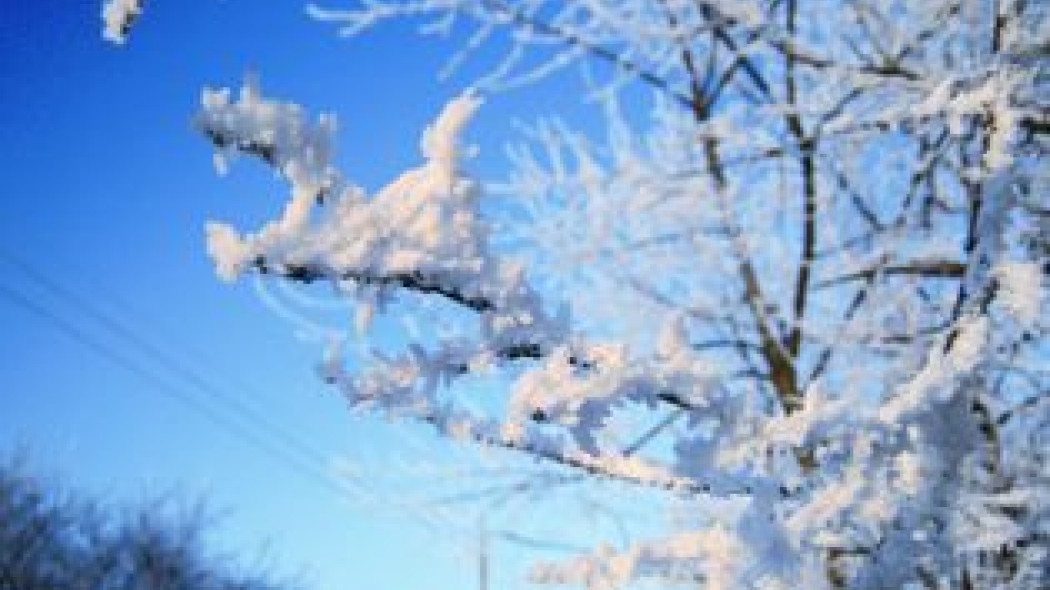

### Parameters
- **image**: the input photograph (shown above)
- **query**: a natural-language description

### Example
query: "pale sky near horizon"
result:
[0,0,609,590]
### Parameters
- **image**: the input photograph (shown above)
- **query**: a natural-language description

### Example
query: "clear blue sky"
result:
[0,0,600,590]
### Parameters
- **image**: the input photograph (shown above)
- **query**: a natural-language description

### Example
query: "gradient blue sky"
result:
[0,0,600,590]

+--

Rewrite all of the material above with "input photograph" swapped for "source photograph" and nothing else changed. Leave out the pictures.

### Parameters
- **image**: the source photograph (shown above)
- **query**: a natural-language description

### Example
query: "pale sky near horizon"
result:
[0,0,609,590]
### Parameters
- **image**: the source photograph (shown above)
- **query**: a natural-language description

### Example
query: "clear blue sky"
result:
[0,0,600,590]
### Parameters
- **image**: the source photograph (shown above)
- **query**: a natural-language description

### Example
query: "gradient blue sky"
result:
[0,0,600,590]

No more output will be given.